GOAL OF THE EXERCISE> Reproduce verbatim every line of the entries below, from the line containing "of the t-shirt" through the last line of the entries, inclusive.

RECORDED DATA>
* * *
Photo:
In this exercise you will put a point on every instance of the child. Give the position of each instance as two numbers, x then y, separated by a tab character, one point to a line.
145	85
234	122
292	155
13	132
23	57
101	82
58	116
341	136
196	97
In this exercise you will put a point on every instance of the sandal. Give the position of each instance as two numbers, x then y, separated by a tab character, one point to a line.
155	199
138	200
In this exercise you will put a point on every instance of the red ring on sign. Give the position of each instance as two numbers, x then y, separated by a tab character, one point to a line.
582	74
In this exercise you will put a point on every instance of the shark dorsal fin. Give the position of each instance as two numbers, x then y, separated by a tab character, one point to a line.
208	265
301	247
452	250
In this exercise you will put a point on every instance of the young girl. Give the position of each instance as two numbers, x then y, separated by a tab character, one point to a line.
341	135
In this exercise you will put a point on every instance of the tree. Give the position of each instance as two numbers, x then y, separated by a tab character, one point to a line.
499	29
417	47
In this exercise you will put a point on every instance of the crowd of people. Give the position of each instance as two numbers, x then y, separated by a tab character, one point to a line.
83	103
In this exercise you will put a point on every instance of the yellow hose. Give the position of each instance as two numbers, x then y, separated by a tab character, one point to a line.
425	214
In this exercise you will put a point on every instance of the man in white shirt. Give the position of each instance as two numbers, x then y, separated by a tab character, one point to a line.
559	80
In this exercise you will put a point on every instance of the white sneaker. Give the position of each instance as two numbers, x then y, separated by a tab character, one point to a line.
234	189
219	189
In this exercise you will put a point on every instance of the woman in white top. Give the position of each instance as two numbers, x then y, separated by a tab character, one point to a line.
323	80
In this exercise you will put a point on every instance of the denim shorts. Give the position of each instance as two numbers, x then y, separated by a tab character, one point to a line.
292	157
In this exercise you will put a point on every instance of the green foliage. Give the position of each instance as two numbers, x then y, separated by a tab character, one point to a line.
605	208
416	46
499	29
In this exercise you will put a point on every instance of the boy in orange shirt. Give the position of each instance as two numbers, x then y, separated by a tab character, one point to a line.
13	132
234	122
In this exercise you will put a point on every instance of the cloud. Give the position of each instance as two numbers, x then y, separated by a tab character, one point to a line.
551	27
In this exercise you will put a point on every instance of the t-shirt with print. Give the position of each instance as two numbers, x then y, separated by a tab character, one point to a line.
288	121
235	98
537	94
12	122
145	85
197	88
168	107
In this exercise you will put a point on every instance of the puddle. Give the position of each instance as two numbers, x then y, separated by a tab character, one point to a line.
* * *
WRITTEN SOLUTION>
In this exercise you will put a point on every instance of the t-shirt with print. Give the position of each instance as two numbers, x then y, separated by a tab character, one point to a line.
288	121
235	98
537	94
12	122
145	85
197	88
168	107
In this exercise you will put a point on every instance of the puddle. Give the position of each instance as two numbers, x then y, separated by a tab character, one point to a line.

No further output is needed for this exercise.